La particolarità di questi elementi di analisi è che possono essere considerati anche per altri eventi che esprimono comportamenti sociali radicali contemporanei, come la guerra russo – ucraina:
- Il tempo è generalmente quello del qui ed ora senza un orientamento verso il medio – lungo periodo: vero per i fatti francesi ma anche per la guerra russo-ucraina che manca da entrambe le parti di visione strategica futura, al massimo arrivando all’eccesso e preannunciando una catastrofe nucleare che sarebbe deleteria per tutto il continente geografico europeo e riporterebbe ad un tempo zero delle società umane come sono ora conosciute.
- questa prospettiva minimalista conduce alla seconda lettura relativa allo spazio per il quale si sta paradossalmente assistendo ad un suo – più o meno deliberato – processo di perimetrazione. A livello fisico lo si evince dalla dimensione urbana per le rivolte francesi e dal confinamento russo – ucraino che porta i più a pensare che questa guerra sia “là” per cui tutto sommato, se non vicini, può non interessare. A livello digitale le community, i canali dei vari social network stanno sempre più diventando degli ambienti chiusi che diffondono certamente informazioni ma con circuiti e processi di vetting iniziali che assomigliano al fenomeno della perimetrazione fisica.
- le tecnologie e la comunicazione mediante social sono alla base della guerra russo-ucraina con un livello di spettacolarizzazione da entrambe le parti molto alto: di certo alcuni eventi che hanno segnato fino ad ora questo conflitto sono stati possibili proprio per le funzionalità delle attuali tecnologie comunicative.

*Esercizi*
a: Aggiorna il tratto del brano da "- questa prospettiva" fino a "della perimetrazione fisica.", mettendo "delimitazione" al posto di "perimetrazione".
b: Traduci in inglese questa frase del brano: "A livello digitale le community, i canali dei vari social network stanno sempre più diventando degli ambienti chiusi che diffondono certamente informazioni ma con circuiti e processi di vetting iniziali che assomigliano al fenomeno della perimetrazione fisica."
Le voci non servono in alcun modo per svolgere questi esercizi.

*Estratti delle voci*
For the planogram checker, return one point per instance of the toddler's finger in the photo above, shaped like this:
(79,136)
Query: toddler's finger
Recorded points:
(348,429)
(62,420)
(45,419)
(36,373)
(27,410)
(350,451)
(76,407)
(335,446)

*Soluzioni per numero*
a:
- questa prospettiva minimalista conduce alla seconda lettura relativa allo spazio per il quale si sta paradossalmente assistendo ad un suo – più o meno deliberato – processo di delimitazione. A livello fisico lo si evince dalla dimensione urbana per le rivolte francesi e dal confinamento russo – ucraino che porta i più a pensare che questa guerra sia “là” per cui tutto sommato, se non vicini, può non interessare. A livello digitale le community, i canali dei vari social network stanno sempre più diventando degli ambienti chiusi che diffondono certamente informazioni ma con circuiti e processi di vetting iniziali che assomigliano al fenomeno della delimitazione fisica.

b: At the digital level, the communities and the channels of the various social networks are increasingly becoming closed environments that certainly spread information, but with initial vetting circuits and processes that resemble the phenomenon of physical boundary-drawing.